(Beginning of DATA FOR THE TASK)

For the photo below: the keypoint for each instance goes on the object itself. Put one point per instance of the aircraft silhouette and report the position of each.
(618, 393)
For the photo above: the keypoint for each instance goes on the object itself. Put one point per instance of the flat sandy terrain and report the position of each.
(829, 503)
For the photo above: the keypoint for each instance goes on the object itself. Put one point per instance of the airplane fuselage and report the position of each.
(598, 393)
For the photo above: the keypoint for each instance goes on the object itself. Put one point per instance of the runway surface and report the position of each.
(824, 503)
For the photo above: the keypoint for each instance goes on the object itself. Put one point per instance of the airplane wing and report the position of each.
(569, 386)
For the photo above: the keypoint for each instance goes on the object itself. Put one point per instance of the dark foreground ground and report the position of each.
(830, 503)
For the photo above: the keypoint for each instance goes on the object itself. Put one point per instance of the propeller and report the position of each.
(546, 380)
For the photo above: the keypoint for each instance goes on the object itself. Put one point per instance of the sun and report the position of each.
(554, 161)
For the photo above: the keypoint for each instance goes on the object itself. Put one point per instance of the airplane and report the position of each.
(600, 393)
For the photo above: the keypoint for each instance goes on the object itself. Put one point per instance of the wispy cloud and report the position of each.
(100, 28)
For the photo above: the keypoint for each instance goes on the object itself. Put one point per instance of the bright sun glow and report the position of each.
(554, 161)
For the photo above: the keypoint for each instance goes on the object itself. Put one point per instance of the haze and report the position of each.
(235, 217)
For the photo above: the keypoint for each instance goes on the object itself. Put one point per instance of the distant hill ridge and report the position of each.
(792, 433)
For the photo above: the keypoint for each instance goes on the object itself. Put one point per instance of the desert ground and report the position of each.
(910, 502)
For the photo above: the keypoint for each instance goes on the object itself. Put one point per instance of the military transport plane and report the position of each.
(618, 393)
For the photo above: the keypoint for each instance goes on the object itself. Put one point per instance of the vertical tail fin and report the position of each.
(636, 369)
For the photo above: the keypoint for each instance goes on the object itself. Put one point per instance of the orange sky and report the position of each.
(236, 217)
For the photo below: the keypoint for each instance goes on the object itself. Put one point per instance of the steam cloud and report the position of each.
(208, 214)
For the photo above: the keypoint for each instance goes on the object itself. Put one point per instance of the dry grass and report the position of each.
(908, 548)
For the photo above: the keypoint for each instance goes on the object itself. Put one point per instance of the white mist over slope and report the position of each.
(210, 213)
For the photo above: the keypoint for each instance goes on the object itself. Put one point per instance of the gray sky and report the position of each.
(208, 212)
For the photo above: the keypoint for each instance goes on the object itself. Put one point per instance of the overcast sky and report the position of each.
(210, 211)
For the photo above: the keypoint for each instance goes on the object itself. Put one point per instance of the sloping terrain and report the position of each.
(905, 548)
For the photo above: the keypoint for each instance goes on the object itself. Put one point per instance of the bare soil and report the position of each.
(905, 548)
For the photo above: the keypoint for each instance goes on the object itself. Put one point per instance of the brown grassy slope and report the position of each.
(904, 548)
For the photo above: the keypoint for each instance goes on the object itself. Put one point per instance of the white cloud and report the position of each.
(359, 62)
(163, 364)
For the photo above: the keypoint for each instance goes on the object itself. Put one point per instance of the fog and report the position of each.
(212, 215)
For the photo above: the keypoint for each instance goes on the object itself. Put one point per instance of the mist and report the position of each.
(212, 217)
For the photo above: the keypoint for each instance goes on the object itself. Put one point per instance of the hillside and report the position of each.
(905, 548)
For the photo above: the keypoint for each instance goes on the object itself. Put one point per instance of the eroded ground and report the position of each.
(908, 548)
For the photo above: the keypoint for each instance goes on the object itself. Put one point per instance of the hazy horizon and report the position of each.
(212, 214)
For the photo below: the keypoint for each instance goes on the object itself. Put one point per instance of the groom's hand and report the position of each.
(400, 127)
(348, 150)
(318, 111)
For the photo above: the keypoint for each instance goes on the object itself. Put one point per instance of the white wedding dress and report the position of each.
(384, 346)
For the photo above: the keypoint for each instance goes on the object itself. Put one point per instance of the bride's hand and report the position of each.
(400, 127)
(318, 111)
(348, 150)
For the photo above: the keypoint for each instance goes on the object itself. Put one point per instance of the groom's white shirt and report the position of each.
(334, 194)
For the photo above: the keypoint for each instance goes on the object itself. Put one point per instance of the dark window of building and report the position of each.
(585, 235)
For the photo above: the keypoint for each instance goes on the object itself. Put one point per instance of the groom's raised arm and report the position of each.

(End of DATA FOR THE TASK)

WHAT YOU ARE ASKED TO DO>
From the first line to the last, reproduce the data above exactly.

RESPONSE BOX>
For the photo below: the keypoint for each instance goes on the object itself. Put one point per instance of the aircraft silhouette and report the position of each.
(618, 393)
For the photo above: the keypoint for each instance goes on the object itself. Put one point per instance of the flat sandy terrain and report the position of each.
(829, 503)
For the photo above: the keypoint for each instance goes on the object itself. Put one point per instance of the airplane fuselage and report the position of each.
(598, 393)
For the photo above: the keypoint for each instance goes on the object itself. Put one point per instance of the runway surface and report the position of each.
(824, 503)
For the photo above: the keypoint for each instance goes on the object itself. Put one point per instance of the airplane wing and report the position of each.
(569, 386)
For the photo above: the keypoint for each instance goes on the object itself. Put one point per instance of the dark foreground ground and report the position of each.
(830, 503)
For the photo above: the keypoint for each instance goes on the object itself. Put one point per instance of the propeller and report the position of each.
(546, 380)
For the photo above: the keypoint for each instance goes on the object itself. Put one point per instance of the sun and report the position of each.
(554, 161)
For the photo above: the keypoint for each instance goes on the object itself. Put one point per instance of the airplane and report the position of each.
(600, 393)
For the photo above: the keypoint for each instance goes on the object itself. Put one point per instance of the wispy cloud and report the position of each.
(100, 28)
For the photo above: the keypoint for each instance goes on the object itself. Put one point per instance of the bright sun glow and report the position of each.
(554, 161)
For the photo above: the keypoint for each instance goes on the object itself. Put one point per instance of the haze and report the position of each.
(235, 217)
For the photo above: the keypoint for each instance goes on the object itself. Put one point per instance of the distant hill ridge and report the position of each.
(792, 433)
For the photo above: the keypoint for each instance goes on the object itself. Put one point per instance of the desert ground and report the position of each.
(910, 502)
For the photo above: the keypoint for each instance goes on the object itself. Put one point per instance of the military transport plane and report the position of each.
(618, 393)
For the photo above: the keypoint for each instance goes on the object itself. Put one point per instance of the vertical tail fin and report the position of each.
(636, 369)
For the photo above: the keypoint for each instance goes on the object itself. Put one point per instance of the orange sky and report the position of each.
(236, 217)
For the photo below: the keypoint for each instance goes on the object itself. Put one point per instance of the steam cloud and report the position of each.
(208, 214)
For the photo above: the keypoint for each instance goes on the object itself. Put one point per instance of the dry grass and report the position of each.
(908, 548)
For the photo above: the keypoint for each instance goes on the object itself. Put one point per instance of the white mist over slope and report the position of each.
(210, 213)
For the photo above: the keypoint for each instance goes on the object itself. Put one point per instance of the gray sky and report the position of each.
(208, 212)
For the photo above: the keypoint for each instance goes on the object itself. Put one point per instance of the overcast sky and report the position of each.
(210, 211)
For the photo above: the keypoint for each instance goes on the object itself. Put one point per instance of the sloping terrain and report the position of each.
(905, 548)
For the photo above: the keypoint for each instance goes on the object itself. Put one point per instance of the bare soil and report the position of each.
(905, 548)
For the photo above: the keypoint for each instance goes on the object itself. Put one point per instance of the brown grassy slope and report the position of each.
(904, 548)
For the photo above: the keypoint for each instance goes on the object itself. Put one point per instance of the white cloud and report the position of each.
(359, 62)
(163, 364)
For the photo above: the keypoint for each instance goes on the object itself. Put one point per instance of the fog and report the position of each.
(212, 215)
For the photo above: the keypoint for each instance goes on the object itself. Put one point per instance of the mist and report the position of each.
(212, 217)
For the photo above: the keypoint for each instance goes on the object itself. Put one point per instance of the hillside and report the position of each.
(905, 548)
For the photo above: the keypoint for each instance goes on the object itself. Put one point per instance of the eroded ground and report the position of each.
(908, 548)
For the photo above: the keypoint for each instance goes on the object itself. Put one point per instance of the hazy horizon and report the position of each.
(212, 214)
For the photo below: the keypoint for each instance goes on the object itself. Put one point per instance of the groom's hand and report the position of each.
(400, 127)
(348, 150)
(318, 111)
For the photo above: the keypoint for each instance goes on the object itself. Put one point per instance of the white wedding dress and report the position of each.
(384, 346)
For the photo above: the keypoint for each instance goes on the object itself. Put one point per instance of the bride's hand and report the position of each.
(400, 127)
(318, 111)
(348, 150)
For the photo above: the keypoint for each instance goes on the object itself. Put one point per instance of the groom's white shirt and report the position of each.
(334, 194)
For the photo above: the keypoint for each instance goes on the object itself. Put one point per instance of the dark window of building and report the position of each.
(585, 235)
For the photo above: the keypoint for each instance goes on the object itself. Put one point per instance of the groom's raised arm and report the position of each.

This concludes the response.